- TASK OBJECTIVE: Only lines with the string "snow" matter here; gather them from the material below.

- DATA FOR PROCESSING:
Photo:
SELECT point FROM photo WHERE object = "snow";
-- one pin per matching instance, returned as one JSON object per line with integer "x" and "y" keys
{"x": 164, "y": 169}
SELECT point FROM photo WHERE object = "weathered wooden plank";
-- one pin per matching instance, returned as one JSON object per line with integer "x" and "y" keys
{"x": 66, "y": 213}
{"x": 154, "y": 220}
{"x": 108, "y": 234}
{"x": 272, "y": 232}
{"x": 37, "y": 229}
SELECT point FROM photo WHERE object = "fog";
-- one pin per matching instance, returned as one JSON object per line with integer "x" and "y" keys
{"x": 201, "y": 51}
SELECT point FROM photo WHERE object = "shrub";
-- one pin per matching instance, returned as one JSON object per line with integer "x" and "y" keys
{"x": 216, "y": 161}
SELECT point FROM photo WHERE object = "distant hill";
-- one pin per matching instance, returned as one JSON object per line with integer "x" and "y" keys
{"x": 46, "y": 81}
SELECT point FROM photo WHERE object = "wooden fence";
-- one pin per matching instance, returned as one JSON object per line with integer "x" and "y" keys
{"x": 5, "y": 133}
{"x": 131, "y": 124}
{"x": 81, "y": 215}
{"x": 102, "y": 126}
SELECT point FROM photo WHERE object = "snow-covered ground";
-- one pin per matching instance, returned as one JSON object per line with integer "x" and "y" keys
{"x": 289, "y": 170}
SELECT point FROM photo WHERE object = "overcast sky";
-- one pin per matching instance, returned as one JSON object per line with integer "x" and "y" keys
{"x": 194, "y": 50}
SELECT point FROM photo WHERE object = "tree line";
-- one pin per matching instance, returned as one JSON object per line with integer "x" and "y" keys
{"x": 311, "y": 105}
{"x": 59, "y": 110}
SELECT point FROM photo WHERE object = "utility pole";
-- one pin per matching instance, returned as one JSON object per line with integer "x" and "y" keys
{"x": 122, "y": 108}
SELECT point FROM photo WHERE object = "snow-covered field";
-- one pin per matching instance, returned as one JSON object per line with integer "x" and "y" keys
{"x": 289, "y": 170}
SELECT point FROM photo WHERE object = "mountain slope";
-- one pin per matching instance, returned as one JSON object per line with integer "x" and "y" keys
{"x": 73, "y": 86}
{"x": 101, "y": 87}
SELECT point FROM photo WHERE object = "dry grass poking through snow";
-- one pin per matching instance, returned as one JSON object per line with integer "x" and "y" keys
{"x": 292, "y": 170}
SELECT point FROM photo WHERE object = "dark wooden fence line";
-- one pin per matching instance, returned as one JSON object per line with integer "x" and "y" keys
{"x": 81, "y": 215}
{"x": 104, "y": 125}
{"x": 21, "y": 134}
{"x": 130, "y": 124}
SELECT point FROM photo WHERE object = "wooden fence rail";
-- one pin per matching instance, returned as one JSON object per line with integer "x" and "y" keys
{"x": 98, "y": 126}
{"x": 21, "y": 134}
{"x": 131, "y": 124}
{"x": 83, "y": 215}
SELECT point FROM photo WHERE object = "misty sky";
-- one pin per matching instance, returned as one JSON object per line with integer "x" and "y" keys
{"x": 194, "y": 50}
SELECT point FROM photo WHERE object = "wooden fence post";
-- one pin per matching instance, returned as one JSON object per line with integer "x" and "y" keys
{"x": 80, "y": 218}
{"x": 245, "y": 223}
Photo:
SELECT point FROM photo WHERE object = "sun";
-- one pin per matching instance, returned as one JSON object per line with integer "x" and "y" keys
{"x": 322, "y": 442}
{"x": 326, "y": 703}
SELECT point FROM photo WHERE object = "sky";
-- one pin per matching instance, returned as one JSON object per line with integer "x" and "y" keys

- RESULT:
SELECT point FROM photo WHERE object = "snow";
SELECT point FROM photo WHERE object = "snow-covered ground";
SELECT point FROM photo WHERE object = "snow-covered field";
SELECT point FROM photo WHERE object = "dry grass poking through snow";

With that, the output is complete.